Once you find the line with "of the tree." in the entries below, return exactly every line from it through the line with "of the contrail.".

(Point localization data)
--- START ---
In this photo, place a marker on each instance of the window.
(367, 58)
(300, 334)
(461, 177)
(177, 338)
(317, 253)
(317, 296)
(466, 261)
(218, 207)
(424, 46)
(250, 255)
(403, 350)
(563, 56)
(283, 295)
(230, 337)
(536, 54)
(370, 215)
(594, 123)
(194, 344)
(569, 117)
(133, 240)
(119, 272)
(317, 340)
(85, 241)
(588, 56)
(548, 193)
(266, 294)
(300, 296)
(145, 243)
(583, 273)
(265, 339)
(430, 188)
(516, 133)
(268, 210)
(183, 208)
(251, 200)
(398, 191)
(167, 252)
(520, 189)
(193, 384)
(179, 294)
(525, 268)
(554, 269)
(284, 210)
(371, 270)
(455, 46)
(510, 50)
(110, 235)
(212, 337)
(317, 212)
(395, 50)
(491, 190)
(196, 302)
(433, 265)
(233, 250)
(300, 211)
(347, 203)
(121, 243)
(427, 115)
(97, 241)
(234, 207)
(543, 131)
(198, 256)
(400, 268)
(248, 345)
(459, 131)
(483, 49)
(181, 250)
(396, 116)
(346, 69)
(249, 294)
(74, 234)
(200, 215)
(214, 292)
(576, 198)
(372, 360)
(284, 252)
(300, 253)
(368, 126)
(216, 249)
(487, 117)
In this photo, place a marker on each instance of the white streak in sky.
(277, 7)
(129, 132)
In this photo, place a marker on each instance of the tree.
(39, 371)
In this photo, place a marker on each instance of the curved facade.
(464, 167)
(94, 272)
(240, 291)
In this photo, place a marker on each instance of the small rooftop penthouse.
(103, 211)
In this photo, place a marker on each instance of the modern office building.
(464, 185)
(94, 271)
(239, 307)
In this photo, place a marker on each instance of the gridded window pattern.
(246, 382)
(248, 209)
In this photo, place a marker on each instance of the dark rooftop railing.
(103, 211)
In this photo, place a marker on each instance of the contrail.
--- END ---
--- START ---
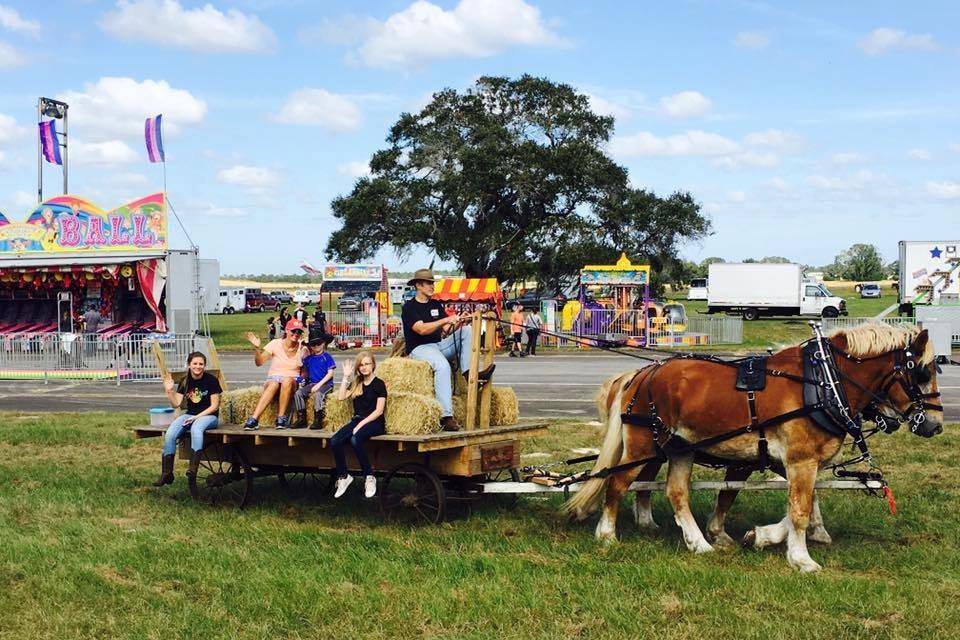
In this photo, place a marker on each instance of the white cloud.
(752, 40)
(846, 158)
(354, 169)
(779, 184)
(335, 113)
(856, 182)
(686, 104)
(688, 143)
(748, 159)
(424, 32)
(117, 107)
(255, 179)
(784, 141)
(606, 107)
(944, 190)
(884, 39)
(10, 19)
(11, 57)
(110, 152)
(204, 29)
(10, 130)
--- END ---
## Answer box
In this photo, place a marker on each instance of the tree.
(39, 371)
In this photo, place a marker on each instance of the curved facade.
(464, 167)
(94, 272)
(240, 291)
In this photo, place a marker on each instance of the small rooftop penthouse.
(103, 211)
In this photo, place a marker on each instance of the modern office building.
(464, 185)
(94, 271)
(239, 307)
In this photo, place a marker on each instance of the gridded window pattern.
(246, 382)
(248, 209)
In this photo, place a marker on each instance of the dark rooftop railing.
(103, 211)
In this photo, place a marker on each instance of the contrail.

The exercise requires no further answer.